Gather every line below that contains the word "foreground". Case counts.
⁂
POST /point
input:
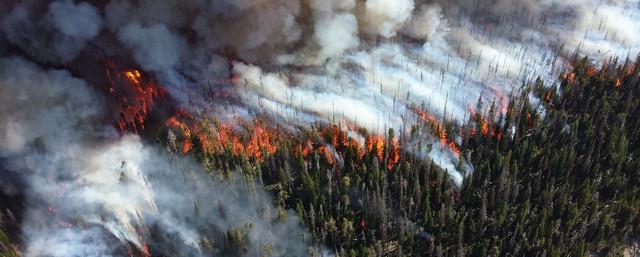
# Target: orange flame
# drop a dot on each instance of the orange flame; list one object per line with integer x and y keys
{"x": 394, "y": 153}
{"x": 591, "y": 71}
{"x": 134, "y": 96}
{"x": 375, "y": 144}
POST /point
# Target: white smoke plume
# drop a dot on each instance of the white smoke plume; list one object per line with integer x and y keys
{"x": 362, "y": 62}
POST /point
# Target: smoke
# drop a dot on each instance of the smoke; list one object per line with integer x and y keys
{"x": 56, "y": 33}
{"x": 364, "y": 63}
{"x": 88, "y": 188}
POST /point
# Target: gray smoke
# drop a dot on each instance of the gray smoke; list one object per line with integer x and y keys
{"x": 362, "y": 62}
{"x": 88, "y": 188}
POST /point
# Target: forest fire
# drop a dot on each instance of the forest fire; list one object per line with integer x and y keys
{"x": 133, "y": 95}
{"x": 440, "y": 130}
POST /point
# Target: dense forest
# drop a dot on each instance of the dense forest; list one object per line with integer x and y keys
{"x": 555, "y": 174}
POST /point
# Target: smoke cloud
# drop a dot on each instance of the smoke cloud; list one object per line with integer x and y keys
{"x": 366, "y": 63}
{"x": 89, "y": 188}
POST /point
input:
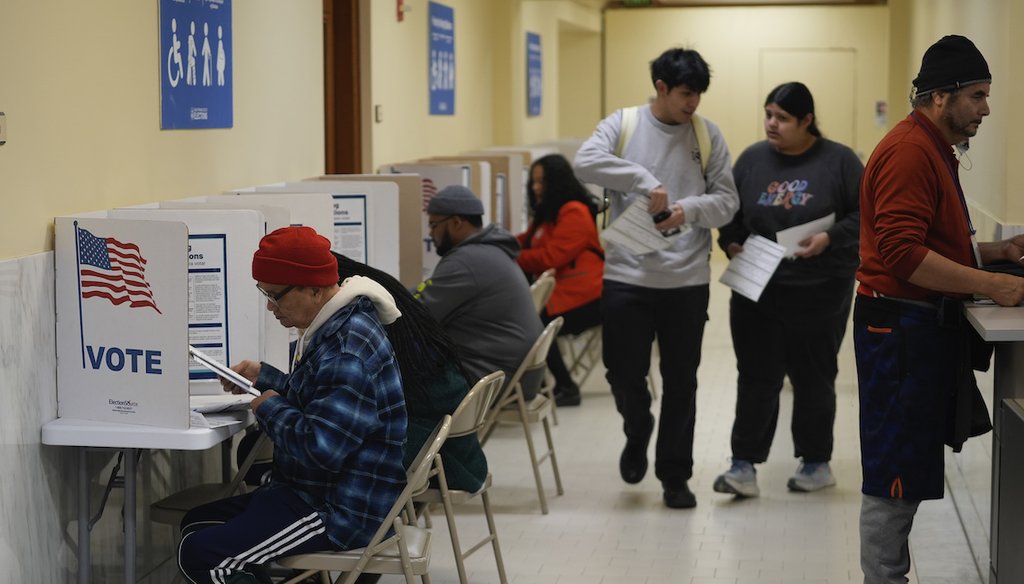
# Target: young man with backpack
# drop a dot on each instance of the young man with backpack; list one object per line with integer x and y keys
{"x": 680, "y": 163}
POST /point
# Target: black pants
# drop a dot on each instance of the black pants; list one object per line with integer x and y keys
{"x": 577, "y": 321}
{"x": 633, "y": 318}
{"x": 793, "y": 331}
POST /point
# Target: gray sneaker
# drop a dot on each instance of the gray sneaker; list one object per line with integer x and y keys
{"x": 740, "y": 480}
{"x": 811, "y": 476}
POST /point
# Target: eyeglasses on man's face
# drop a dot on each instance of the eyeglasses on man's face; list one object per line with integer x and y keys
{"x": 434, "y": 224}
{"x": 274, "y": 297}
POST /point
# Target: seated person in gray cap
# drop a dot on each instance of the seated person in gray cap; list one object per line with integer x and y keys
{"x": 477, "y": 292}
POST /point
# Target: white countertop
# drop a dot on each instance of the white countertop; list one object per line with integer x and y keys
{"x": 996, "y": 324}
{"x": 72, "y": 431}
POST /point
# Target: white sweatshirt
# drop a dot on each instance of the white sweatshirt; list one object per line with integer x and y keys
{"x": 662, "y": 155}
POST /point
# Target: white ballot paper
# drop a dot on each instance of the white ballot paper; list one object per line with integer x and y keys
{"x": 750, "y": 270}
{"x": 217, "y": 404}
{"x": 221, "y": 370}
{"x": 635, "y": 231}
{"x": 791, "y": 238}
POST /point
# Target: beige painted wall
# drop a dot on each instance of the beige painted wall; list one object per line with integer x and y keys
{"x": 994, "y": 171}
{"x": 491, "y": 90}
{"x": 81, "y": 90}
{"x": 731, "y": 40}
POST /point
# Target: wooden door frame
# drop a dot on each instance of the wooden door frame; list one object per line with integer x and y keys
{"x": 342, "y": 121}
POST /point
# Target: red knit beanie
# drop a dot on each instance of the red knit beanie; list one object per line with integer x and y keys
{"x": 297, "y": 256}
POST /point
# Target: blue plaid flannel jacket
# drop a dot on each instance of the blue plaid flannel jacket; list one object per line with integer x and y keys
{"x": 339, "y": 426}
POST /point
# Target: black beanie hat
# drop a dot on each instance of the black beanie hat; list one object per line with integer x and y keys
{"x": 951, "y": 63}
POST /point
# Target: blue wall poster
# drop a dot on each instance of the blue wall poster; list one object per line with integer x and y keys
{"x": 535, "y": 81}
{"x": 196, "y": 64}
{"x": 441, "y": 66}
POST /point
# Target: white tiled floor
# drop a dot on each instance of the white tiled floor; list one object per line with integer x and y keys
{"x": 604, "y": 531}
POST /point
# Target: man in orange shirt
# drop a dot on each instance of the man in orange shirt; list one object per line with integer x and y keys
{"x": 919, "y": 260}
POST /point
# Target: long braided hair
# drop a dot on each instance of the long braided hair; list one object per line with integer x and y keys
{"x": 560, "y": 186}
{"x": 421, "y": 346}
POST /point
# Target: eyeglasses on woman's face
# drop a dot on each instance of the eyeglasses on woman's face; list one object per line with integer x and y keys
{"x": 274, "y": 297}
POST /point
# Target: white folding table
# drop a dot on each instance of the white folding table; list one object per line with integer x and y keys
{"x": 128, "y": 439}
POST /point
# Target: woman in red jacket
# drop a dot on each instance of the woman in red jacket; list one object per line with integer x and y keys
{"x": 562, "y": 236}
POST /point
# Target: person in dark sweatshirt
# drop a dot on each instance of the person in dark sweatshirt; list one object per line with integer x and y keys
{"x": 477, "y": 291}
{"x": 796, "y": 327}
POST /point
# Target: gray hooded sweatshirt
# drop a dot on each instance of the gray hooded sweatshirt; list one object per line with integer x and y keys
{"x": 480, "y": 297}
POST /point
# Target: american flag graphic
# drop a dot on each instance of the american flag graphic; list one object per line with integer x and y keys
{"x": 112, "y": 269}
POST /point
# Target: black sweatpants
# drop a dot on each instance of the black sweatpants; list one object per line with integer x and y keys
{"x": 793, "y": 331}
{"x": 633, "y": 318}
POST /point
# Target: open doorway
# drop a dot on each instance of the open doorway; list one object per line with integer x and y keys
{"x": 342, "y": 130}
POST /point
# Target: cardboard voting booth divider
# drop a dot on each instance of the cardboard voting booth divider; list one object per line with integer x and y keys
{"x": 564, "y": 147}
{"x": 520, "y": 209}
{"x": 506, "y": 182}
{"x": 122, "y": 335}
{"x": 274, "y": 338}
{"x": 363, "y": 216}
{"x": 516, "y": 184}
{"x": 436, "y": 175}
{"x": 410, "y": 244}
{"x": 225, "y": 313}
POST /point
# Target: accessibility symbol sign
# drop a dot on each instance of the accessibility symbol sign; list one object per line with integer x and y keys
{"x": 196, "y": 64}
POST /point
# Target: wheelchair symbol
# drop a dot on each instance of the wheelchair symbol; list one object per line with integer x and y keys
{"x": 174, "y": 55}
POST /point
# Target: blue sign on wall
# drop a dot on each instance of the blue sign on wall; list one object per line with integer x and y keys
{"x": 535, "y": 81}
{"x": 196, "y": 64}
{"x": 441, "y": 66}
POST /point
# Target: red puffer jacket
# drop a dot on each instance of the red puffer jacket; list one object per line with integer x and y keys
{"x": 571, "y": 247}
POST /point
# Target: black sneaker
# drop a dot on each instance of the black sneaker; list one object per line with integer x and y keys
{"x": 567, "y": 395}
{"x": 679, "y": 498}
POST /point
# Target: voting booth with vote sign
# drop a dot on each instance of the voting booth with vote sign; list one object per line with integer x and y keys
{"x": 122, "y": 335}
{"x": 435, "y": 176}
{"x": 134, "y": 288}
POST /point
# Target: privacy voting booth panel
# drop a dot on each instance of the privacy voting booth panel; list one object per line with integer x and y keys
{"x": 122, "y": 336}
{"x": 520, "y": 209}
{"x": 225, "y": 311}
{"x": 517, "y": 178}
{"x": 310, "y": 209}
{"x": 407, "y": 240}
{"x": 274, "y": 338}
{"x": 501, "y": 168}
{"x": 363, "y": 216}
{"x": 434, "y": 177}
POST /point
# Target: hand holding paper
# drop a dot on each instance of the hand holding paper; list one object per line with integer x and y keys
{"x": 223, "y": 371}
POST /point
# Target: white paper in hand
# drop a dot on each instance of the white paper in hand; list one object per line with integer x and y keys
{"x": 222, "y": 370}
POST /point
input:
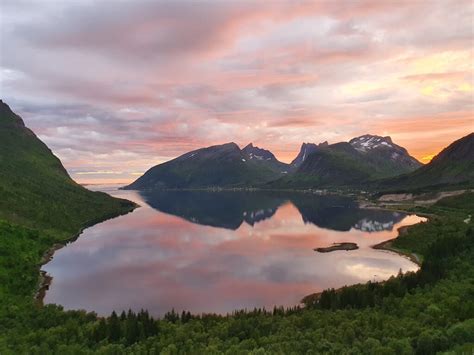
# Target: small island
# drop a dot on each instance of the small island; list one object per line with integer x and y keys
{"x": 338, "y": 246}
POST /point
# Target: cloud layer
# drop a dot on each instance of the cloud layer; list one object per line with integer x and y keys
{"x": 114, "y": 88}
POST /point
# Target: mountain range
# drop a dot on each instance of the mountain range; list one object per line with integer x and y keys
{"x": 30, "y": 172}
{"x": 368, "y": 160}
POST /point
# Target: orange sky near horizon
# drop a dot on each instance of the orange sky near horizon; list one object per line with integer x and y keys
{"x": 114, "y": 90}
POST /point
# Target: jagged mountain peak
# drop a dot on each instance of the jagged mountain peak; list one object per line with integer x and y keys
{"x": 368, "y": 142}
{"x": 253, "y": 152}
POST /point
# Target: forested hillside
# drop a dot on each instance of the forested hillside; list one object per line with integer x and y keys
{"x": 425, "y": 312}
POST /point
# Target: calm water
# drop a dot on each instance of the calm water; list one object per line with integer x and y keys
{"x": 221, "y": 251}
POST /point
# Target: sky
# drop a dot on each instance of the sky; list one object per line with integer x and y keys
{"x": 115, "y": 87}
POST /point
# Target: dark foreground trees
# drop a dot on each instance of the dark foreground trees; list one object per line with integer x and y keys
{"x": 426, "y": 312}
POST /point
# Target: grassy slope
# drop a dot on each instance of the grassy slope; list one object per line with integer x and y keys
{"x": 452, "y": 168}
{"x": 43, "y": 206}
{"x": 35, "y": 188}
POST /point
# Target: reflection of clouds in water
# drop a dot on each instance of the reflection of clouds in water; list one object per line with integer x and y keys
{"x": 365, "y": 271}
{"x": 148, "y": 259}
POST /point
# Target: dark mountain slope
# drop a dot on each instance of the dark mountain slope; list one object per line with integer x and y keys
{"x": 265, "y": 158}
{"x": 35, "y": 188}
{"x": 454, "y": 165}
{"x": 216, "y": 166}
{"x": 353, "y": 164}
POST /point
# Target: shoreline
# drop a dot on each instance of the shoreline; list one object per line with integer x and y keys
{"x": 385, "y": 245}
{"x": 45, "y": 280}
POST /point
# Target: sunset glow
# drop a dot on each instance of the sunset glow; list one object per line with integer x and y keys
{"x": 116, "y": 89}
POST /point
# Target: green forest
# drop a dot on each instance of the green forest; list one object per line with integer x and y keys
{"x": 427, "y": 312}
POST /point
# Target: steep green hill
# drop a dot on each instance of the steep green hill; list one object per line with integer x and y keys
{"x": 35, "y": 188}
{"x": 221, "y": 165}
{"x": 453, "y": 166}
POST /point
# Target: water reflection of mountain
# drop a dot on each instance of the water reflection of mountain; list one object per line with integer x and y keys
{"x": 223, "y": 209}
{"x": 230, "y": 209}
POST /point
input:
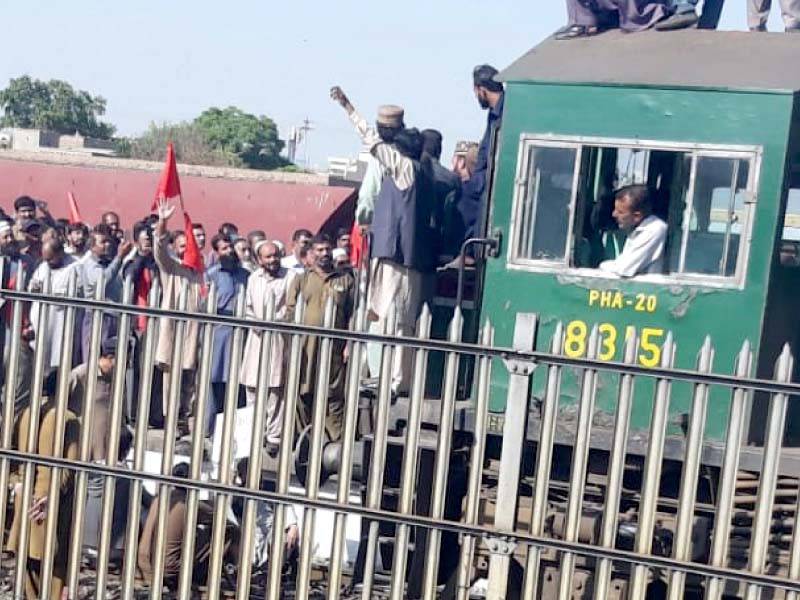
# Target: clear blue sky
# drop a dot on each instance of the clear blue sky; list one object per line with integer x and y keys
{"x": 166, "y": 61}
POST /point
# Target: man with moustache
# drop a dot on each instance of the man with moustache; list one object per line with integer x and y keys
{"x": 317, "y": 284}
{"x": 266, "y": 284}
{"x": 99, "y": 261}
{"x": 228, "y": 276}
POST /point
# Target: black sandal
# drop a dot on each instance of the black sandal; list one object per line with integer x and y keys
{"x": 575, "y": 31}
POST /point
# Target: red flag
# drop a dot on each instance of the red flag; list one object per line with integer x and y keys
{"x": 356, "y": 245}
{"x": 74, "y": 213}
{"x": 169, "y": 185}
{"x": 192, "y": 257}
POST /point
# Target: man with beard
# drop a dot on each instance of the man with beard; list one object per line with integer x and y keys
{"x": 173, "y": 274}
{"x": 490, "y": 96}
{"x": 10, "y": 251}
{"x": 447, "y": 187}
{"x": 268, "y": 282}
{"x": 402, "y": 236}
{"x": 388, "y": 124}
{"x": 59, "y": 269}
{"x": 142, "y": 269}
{"x": 77, "y": 235}
{"x": 228, "y": 277}
{"x": 99, "y": 262}
{"x": 319, "y": 283}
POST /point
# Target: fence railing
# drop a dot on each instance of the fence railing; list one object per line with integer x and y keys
{"x": 394, "y": 505}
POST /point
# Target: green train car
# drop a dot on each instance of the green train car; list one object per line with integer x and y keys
{"x": 710, "y": 121}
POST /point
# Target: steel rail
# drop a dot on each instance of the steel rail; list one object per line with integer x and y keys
{"x": 533, "y": 356}
{"x": 580, "y": 548}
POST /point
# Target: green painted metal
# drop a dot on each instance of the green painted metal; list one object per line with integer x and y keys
{"x": 690, "y": 312}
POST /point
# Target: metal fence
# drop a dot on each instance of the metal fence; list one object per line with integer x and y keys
{"x": 441, "y": 506}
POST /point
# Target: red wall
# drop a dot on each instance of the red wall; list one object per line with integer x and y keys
{"x": 277, "y": 208}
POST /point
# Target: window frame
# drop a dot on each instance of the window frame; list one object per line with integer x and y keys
{"x": 528, "y": 141}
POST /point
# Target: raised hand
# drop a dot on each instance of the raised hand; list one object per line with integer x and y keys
{"x": 339, "y": 96}
{"x": 164, "y": 209}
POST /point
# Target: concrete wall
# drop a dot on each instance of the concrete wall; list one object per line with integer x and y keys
{"x": 278, "y": 203}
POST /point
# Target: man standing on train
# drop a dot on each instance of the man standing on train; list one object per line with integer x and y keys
{"x": 644, "y": 247}
{"x": 490, "y": 96}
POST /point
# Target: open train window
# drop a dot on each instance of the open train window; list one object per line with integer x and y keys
{"x": 562, "y": 213}
{"x": 790, "y": 240}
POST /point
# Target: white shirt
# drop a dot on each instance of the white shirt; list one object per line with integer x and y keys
{"x": 291, "y": 263}
{"x": 643, "y": 251}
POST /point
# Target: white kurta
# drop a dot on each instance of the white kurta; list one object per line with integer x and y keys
{"x": 53, "y": 332}
{"x": 643, "y": 251}
{"x": 260, "y": 286}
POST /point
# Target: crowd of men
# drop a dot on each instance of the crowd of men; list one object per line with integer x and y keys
{"x": 590, "y": 17}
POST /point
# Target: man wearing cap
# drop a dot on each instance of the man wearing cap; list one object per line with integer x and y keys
{"x": 59, "y": 269}
{"x": 316, "y": 285}
{"x": 228, "y": 278}
{"x": 447, "y": 185}
{"x": 101, "y": 402}
{"x": 403, "y": 239}
{"x": 491, "y": 97}
{"x": 388, "y": 123}
{"x": 266, "y": 284}
{"x": 9, "y": 250}
{"x": 174, "y": 274}
{"x": 99, "y": 262}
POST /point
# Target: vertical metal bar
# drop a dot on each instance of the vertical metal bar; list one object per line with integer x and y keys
{"x": 729, "y": 221}
{"x": 762, "y": 521}
{"x": 794, "y": 553}
{"x": 514, "y": 430}
{"x": 687, "y": 213}
{"x": 198, "y": 437}
{"x": 225, "y": 471}
{"x": 616, "y": 470}
{"x": 256, "y": 451}
{"x": 346, "y": 468}
{"x": 84, "y": 453}
{"x": 652, "y": 473}
{"x": 170, "y": 428}
{"x": 60, "y": 401}
{"x": 9, "y": 398}
{"x": 472, "y": 502}
{"x": 691, "y": 468}
{"x": 32, "y": 436}
{"x": 410, "y": 458}
{"x": 140, "y": 446}
{"x": 544, "y": 460}
{"x": 115, "y": 425}
{"x": 580, "y": 459}
{"x": 319, "y": 414}
{"x": 285, "y": 456}
{"x": 730, "y": 467}
{"x": 442, "y": 469}
{"x": 378, "y": 458}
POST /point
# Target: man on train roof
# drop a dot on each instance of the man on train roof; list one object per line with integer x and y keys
{"x": 644, "y": 247}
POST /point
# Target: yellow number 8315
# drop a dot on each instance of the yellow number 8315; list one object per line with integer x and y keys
{"x": 576, "y": 337}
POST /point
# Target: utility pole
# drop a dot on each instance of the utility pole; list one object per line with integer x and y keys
{"x": 303, "y": 135}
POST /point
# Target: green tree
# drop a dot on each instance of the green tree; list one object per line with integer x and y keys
{"x": 54, "y": 105}
{"x": 191, "y": 146}
{"x": 253, "y": 140}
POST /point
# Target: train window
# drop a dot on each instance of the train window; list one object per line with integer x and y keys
{"x": 713, "y": 218}
{"x": 564, "y": 203}
{"x": 544, "y": 210}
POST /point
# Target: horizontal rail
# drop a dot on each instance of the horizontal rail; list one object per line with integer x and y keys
{"x": 415, "y": 520}
{"x": 533, "y": 356}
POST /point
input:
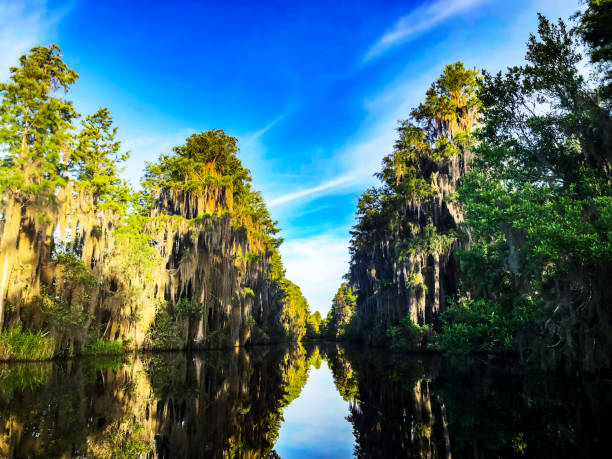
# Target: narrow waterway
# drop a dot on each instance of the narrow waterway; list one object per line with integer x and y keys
{"x": 315, "y": 424}
{"x": 304, "y": 401}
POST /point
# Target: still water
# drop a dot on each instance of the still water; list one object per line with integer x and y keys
{"x": 313, "y": 401}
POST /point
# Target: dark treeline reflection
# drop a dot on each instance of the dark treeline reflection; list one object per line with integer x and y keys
{"x": 431, "y": 407}
{"x": 210, "y": 404}
{"x": 230, "y": 404}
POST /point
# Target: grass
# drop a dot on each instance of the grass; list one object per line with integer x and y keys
{"x": 105, "y": 347}
{"x": 22, "y": 376}
{"x": 25, "y": 345}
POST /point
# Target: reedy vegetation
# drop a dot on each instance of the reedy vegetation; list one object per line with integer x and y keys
{"x": 89, "y": 265}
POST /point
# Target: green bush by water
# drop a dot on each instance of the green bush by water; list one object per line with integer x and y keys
{"x": 25, "y": 345}
{"x": 105, "y": 347}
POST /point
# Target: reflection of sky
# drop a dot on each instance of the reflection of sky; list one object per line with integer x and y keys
{"x": 315, "y": 423}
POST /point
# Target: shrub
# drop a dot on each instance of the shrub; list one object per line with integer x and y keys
{"x": 408, "y": 336}
{"x": 104, "y": 347}
{"x": 25, "y": 345}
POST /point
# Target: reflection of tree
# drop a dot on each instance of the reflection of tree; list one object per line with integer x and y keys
{"x": 393, "y": 412}
{"x": 424, "y": 406}
{"x": 345, "y": 378}
{"x": 213, "y": 404}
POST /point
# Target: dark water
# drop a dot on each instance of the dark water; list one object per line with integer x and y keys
{"x": 313, "y": 401}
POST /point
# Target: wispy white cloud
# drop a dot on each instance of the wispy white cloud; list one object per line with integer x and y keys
{"x": 256, "y": 136}
{"x": 23, "y": 25}
{"x": 423, "y": 18}
{"x": 309, "y": 191}
{"x": 317, "y": 265}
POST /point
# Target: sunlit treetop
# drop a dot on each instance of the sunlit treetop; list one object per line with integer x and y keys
{"x": 207, "y": 159}
{"x": 35, "y": 122}
{"x": 95, "y": 159}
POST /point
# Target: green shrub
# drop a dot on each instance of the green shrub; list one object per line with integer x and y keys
{"x": 22, "y": 376}
{"x": 408, "y": 336}
{"x": 104, "y": 347}
{"x": 25, "y": 345}
{"x": 476, "y": 325}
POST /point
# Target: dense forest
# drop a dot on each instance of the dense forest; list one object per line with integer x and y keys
{"x": 492, "y": 229}
{"x": 90, "y": 266}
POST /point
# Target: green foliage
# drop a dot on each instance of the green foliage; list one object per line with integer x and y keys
⁂
Solution to this exercise >>
# Target: dark foreground trees
# drop a dot on each instance of the dark foreground trees; list one object per line with integer x and y keys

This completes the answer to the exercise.